◆ PARTS OF THE EXERCISE:
1: According to the passage about Pete Gabriel, what sum did he reportedly receive in 1883 for one of his mines?
2: Duplicate the passage about Pete Gabriel word for word, from "Confronting Saratega on" to "any such doubts.".

◆ ARTICLE:

········

Gabriel held mining claims in Tombstone and in the mountains near Florence. In 1883 he reportedly sold one of his mines for the then-munificent sum of $30,000. A year later he was elected to his third and last two-year term as Pinal County sheriff. He appointed as deputy 39-year-old Josephus Phy. A miner and freighter, Phy had been an unsuccessful candidate for sheriff in Phoenix in 1872 and later served at times as deputy sheriff of Maricopa County. Phy was veteran of several encounters with Indians and outlaws. He and Gabriel became close companions. Both men were forceful and had bad tempers, but Gabriel was the better liked of the two. As the editor of the Arizona Weekly Enterprise put it, Gabriel was “popular with the voters in spite of all his faults.” Richard E. Sloan, then district attorney and later governor, described those failings, saying, “[Gabriel] had a reputation for being exceedingly quarrelsome and especially ugly when drinking, which frequently occurred.” Sloan admitted the sheriff “badly scared” him but nonetheless praised his abilities: “Gabriel was the finest pistol shot I have ever known, equaling, I am sure, the best the West ever produced. It was no trick at all for him to knock over a jackrabbit some 50 yards distant while he sat in a buggy driven at a rapid rate.”

On September 15, 1886, Sheriff Gabriel rode into Florence and learned that desperado and horse thief Ramon Saratega had been terrorizing Bailey Street and threatening to kill a Mexican woman. He turned to his undersheriff, George Evans, and demanded, “What in hell have I an undersheriff for who permits such actions in my absence?”

“Mr. Gabriel,” Evans replied, “I don’t care to come into contact with this fellow, as I might be compelled, in attempting to arrest him, to kill him. Besides, he has often said that he did not fear you and that you could not arrest him.”

“He said that, did he?” Gabriel retorted angrily. “Well, we’ll see about that.”

Confronting Saratega on Bailey Street behind J.M. Ochoa’s store, Gabriel ordered the desperado to surrender. Saratega instead put spurs to his horse, at the same time reaching for his sixshooter. Gabriel whipped out his revolver and fired. The heavy pistol ball ripped through the outlaw’s lower back, struck his horse in the back of its head, and animal and rider collapsed into the dusty street. The horse died instantly, Saratega the next morning. If anyone in Arizona Territory doubted Pete Gabriel’s skill with a handgun, that episode dispelled any such doubts.

In the summer of 1886, Gabriel had decided to return to mining and forgo running for sheriff in the fall. Instead, he threw his support behind Joe Phy. Phy’s opponent was Jeremiah Fryer, a popular hotel and livery stable operator. During the campaign, Casa Grande teamster Tom Montgomery claimed that Phy had disparaged Fryer by saying he was “running for sheriff against a scrub.” When Gabriel upbraided him for the insult, Phy denied making it. On September 25, 10 days after the Saratega shooting, Gabriel, Phy and several friends traveled the 32 miles east from Florence to Casa Grande to confront the teamster. It was evening when they arrived, and the party separated. Phy found the teamster outside the American Hotel and demanded, “Is your name Montgomery?”

········

(Stored data)

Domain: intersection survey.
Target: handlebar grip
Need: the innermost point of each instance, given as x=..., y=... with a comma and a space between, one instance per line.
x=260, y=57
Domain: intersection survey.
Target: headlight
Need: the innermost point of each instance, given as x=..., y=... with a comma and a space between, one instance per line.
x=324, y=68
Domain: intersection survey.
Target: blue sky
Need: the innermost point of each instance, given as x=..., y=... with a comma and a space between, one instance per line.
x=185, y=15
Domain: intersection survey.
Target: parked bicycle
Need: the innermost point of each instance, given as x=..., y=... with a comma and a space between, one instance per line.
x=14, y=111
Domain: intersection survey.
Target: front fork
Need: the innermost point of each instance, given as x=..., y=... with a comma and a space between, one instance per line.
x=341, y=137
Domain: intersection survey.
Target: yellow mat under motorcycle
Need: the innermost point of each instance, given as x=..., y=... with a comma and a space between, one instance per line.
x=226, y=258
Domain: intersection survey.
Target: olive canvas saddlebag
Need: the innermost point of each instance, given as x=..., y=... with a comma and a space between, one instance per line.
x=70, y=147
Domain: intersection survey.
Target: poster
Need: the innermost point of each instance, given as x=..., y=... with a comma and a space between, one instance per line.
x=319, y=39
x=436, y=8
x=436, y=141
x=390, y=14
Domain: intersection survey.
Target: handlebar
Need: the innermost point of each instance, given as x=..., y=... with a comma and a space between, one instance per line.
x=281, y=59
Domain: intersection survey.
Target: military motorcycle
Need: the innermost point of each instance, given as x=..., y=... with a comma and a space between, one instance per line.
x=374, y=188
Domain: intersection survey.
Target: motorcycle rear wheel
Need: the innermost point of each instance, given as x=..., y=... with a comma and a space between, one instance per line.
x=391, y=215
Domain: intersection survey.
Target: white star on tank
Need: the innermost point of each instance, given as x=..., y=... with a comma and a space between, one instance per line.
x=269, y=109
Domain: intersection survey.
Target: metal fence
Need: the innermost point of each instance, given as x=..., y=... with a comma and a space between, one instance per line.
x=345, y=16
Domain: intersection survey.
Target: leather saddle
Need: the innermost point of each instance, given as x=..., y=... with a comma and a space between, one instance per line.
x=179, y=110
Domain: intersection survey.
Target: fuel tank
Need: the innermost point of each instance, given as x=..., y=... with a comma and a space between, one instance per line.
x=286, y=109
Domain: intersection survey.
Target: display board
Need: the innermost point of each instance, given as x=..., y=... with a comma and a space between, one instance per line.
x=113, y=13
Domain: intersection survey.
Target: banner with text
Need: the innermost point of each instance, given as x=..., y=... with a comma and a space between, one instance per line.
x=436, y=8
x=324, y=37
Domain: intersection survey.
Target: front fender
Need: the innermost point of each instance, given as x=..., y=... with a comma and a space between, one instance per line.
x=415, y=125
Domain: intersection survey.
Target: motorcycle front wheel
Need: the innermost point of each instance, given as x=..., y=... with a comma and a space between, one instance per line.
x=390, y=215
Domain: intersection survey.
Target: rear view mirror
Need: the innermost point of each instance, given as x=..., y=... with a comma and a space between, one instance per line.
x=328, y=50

········

◆ SOLUTIONS IN ORDER:
1: $30,000

2:
Confronting Saratega on Bailey Street behind J.M. Ochoa’s store, Gabriel ordered the desperado to surrender. Saratega instead put spurs to his horse, at the same time reaching for his sixshooter. Gabriel whipped out his revolver and fired. The heavy pistol ball ripped through the outlaw’s lower back, struck his horse in the back of its head, and animal and rider collapsed into the dusty street. The horse died instantly, Saratega the next morning. If anyone in Arizona Territory doubted Pete Gabriel’s skill with a handgun, that episode dispelled any such doubts.